**PASSAGE GIVEN**
[Begin]

NOTE: Please don't work around this by just defaulting to utf-8. I'm sure that 90% of the time, you could probably get away with that, but it's not actually correct, and the RFC implementation is trivial.
ALSO NOTE: The WebCmdlets do respect the ; charset=utf-8 attribute if it's present on the content-type header -- which makes sense, but isn't technically standards compliant for an application/* content-type, as far as I can tell.
To get started: ProcessResponse and TryGetEncoding
See also #5528 which was a specific instance of this problem. @lipkau was incorrectly convinced by early responders that the problem was in the webserver, but it's actually in PowerShell's cmdlets. If you invoke the rest API against the Atlassian wiki, you can see the problem happening in the Verbose stream:
$r = IRM $url -Credential $mycred -Authentication basic -Verbose
VERBOSE: GET https://powershell.atlassian.net/wiki/rest/api/content/13009245?expand=space,version with 0-byte payload
VERBOSE: received -byte response of content type application/json
VERBOSE: Content encoding: iso-8859-1The content is actually correctly utf-8 encoded (as you could tell from the positions of the nulls in the first 4 bytes), and iso-8859-1 is never a valid encoding for application/json, period.
PS C:\Program Files\PowerShell\6.0.0-rc> $PSVersionTable
Name Value
---- -----
PSVersion 6.0.0-rc
PSEdition Core
GitCommitId v6.0.0-rc
OS Microsoft Windows 10.0.15063
Platform Win32NT
PSCompatibleVersions {1.0, 2.0, 3.0, 4.0...}
PSRemotingProtocolVersion 2.3
SerializationVersion 1.1.0.1
WSManStackVersion 3.0

[End]

**GIVEN INSTRUCTION A**
Translate the following sentence from the passage on PowerShell's response encoding into Spanish: "I'm sure that 90% of the time, you could probably get away with that, but it's not actually correct, and the RFC implementation is trivial."
**GIVEN INSTRUCTION B**
According to the passage on PowerShell's response encoding, which two items are named as the place to get started?
**GIVEN INSTRUCTION C**
Transcribe everything in the passage on PowerShell's response encoding from "ALSO NOTE: The" down to "I can tell.".

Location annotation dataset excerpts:
[Begin]

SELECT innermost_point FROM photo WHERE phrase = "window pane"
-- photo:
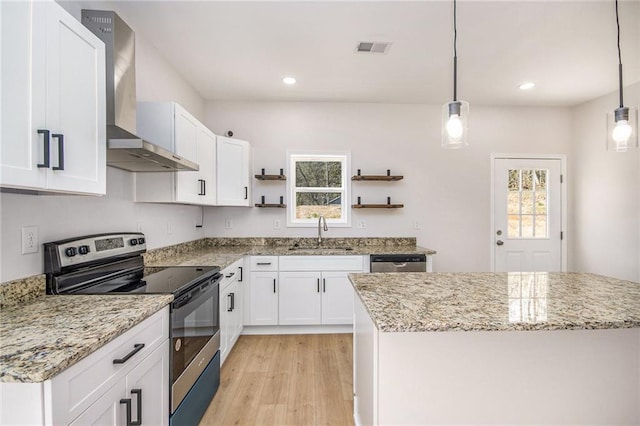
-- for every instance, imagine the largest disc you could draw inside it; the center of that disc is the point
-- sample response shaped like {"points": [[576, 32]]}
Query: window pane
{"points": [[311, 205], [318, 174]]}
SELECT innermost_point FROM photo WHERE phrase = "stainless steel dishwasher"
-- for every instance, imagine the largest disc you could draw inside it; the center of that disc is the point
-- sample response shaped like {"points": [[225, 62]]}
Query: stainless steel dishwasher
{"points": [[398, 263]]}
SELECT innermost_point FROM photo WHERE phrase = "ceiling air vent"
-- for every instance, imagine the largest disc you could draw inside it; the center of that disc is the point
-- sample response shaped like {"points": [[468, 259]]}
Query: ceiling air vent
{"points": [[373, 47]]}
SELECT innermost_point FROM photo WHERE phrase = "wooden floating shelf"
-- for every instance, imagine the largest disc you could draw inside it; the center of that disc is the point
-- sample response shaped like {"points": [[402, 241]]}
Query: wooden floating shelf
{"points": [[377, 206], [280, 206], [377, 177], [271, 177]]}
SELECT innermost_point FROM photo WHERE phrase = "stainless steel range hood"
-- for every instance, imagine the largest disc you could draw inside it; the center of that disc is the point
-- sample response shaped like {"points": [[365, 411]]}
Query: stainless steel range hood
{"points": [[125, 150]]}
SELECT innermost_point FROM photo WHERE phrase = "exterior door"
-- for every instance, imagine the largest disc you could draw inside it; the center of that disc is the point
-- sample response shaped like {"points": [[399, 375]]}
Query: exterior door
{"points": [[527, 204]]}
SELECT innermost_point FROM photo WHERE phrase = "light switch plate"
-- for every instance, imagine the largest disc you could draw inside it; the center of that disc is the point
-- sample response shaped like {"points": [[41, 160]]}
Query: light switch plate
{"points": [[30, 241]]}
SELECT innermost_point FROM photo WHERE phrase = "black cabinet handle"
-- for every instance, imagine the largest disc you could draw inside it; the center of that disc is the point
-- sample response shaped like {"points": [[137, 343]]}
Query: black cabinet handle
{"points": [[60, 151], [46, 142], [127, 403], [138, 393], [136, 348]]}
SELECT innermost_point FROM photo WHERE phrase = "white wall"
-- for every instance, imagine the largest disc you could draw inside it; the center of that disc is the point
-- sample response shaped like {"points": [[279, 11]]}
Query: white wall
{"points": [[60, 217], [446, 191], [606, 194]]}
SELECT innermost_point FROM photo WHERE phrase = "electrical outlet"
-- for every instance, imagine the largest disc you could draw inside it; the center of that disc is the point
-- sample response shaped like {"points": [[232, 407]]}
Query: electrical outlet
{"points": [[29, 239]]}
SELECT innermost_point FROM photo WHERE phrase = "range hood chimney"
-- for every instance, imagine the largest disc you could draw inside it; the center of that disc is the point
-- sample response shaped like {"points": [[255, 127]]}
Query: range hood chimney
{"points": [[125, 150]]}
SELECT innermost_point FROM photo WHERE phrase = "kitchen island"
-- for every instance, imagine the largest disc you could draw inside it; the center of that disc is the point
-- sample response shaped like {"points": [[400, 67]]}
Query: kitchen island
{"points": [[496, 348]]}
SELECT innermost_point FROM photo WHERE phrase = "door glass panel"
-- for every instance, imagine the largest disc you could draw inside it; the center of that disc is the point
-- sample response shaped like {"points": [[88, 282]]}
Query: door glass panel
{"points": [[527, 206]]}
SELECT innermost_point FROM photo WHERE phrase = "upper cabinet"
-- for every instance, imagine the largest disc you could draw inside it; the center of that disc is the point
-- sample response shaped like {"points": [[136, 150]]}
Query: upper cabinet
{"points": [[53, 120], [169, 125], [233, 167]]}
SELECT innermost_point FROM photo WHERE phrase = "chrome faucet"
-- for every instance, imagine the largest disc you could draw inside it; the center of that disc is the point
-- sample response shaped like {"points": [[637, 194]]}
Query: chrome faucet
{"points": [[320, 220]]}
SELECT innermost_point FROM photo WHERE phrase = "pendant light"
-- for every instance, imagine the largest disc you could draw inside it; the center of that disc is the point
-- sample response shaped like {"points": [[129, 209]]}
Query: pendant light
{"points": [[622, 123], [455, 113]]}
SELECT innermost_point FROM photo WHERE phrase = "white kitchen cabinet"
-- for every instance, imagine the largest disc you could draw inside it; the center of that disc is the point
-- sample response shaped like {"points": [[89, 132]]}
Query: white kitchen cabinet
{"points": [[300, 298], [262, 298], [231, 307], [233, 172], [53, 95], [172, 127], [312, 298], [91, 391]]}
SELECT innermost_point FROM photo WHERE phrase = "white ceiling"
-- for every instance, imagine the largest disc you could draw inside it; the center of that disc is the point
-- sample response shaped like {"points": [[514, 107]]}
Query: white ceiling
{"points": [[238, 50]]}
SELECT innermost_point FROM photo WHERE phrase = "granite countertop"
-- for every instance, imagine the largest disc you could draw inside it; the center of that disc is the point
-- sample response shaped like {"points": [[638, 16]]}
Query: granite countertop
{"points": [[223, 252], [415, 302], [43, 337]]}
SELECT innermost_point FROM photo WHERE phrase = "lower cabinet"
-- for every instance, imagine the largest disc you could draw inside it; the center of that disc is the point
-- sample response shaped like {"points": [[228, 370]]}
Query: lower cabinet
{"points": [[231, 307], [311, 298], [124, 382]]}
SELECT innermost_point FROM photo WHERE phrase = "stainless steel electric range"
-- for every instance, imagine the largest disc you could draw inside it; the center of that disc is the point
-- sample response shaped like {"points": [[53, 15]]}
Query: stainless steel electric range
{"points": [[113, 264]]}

[End]

**RIGHT ANSWER A**
Estoy seguro de que el 90 % de las veces probablemente uno podría salirse con la suya, pero en realidad no es correcto, y la implementación del RFC es trivial.

**RIGHT ANSWER B**
ProcessResponse and TryGetEncoding.

**RIGHT ANSWER C**
ALSO NOTE: The WebCmdlets do respect the ; charset=utf-8 attribute if it's present on the content-type header -- which makes sense, but isn't technically standards compliant for an application/* content-type, as far as I can tell.